BGH: vom Vermieter vorgetäuschter Eigenbedarf begründet Schadensersatzansprüche des Mieters

BGH: vom Vermieter vorgetäuschter Eigenbedarf begründet Schadensersatzansprüche des Mieters
17.07.2015169 Mal gelesen
Der BGH hat am 16.07.2015 – VIII ZR 99/14- entschieden, dass Vermieter, die Eigenbedarf nur vortäuschen, sich grundsätzlich gegenüber dem betroffenen Mieter schadensersatzpflichtig machen.

Der BGH hat am 16.07.2015 – VIII ZR 99/14- entschieden, dass Vermieter, die Eigenbedarf nur vortäuschen, sich grundsätzlich gegenüber dem betroffenen Mieter schadensersatzpflichtig machen.

Dies gilt auch für den Fall, dass die Parteien einen sog. Räumungsvergleich geschlossen haben.

Gespeicherte Zeilen:
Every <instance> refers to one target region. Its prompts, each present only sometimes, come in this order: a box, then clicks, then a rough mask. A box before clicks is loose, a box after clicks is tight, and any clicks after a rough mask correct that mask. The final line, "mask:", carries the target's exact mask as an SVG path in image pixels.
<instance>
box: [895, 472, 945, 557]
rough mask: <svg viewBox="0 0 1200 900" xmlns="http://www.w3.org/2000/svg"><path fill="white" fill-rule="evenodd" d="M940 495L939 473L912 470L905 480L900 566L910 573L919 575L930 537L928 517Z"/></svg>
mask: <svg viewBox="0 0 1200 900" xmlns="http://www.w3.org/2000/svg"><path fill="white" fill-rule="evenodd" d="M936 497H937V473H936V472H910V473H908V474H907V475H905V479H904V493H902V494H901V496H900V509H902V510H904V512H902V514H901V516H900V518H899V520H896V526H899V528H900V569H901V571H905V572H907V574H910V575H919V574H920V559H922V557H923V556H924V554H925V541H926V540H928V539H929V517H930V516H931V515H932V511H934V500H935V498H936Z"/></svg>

ZUR AUFGABE: Fassen Sie die Meldung zum BGH-Urteil über vorgetäuschten Eigenbedarf in zwei Sätzen zusammen.

ERGEBNIS: Der BGH hat am 16.07.2015 (VIII ZR 99/14) entschieden, dass Vermieter, die Eigenbedarf nur vortäuschen, sich grundsätzlich gegenüber dem betroffenen Mieter schadensersatzpflichtig machen. Dies gilt auch dann, wenn die Parteien einen sogenannten Räumungsvergleich geschlossen haben.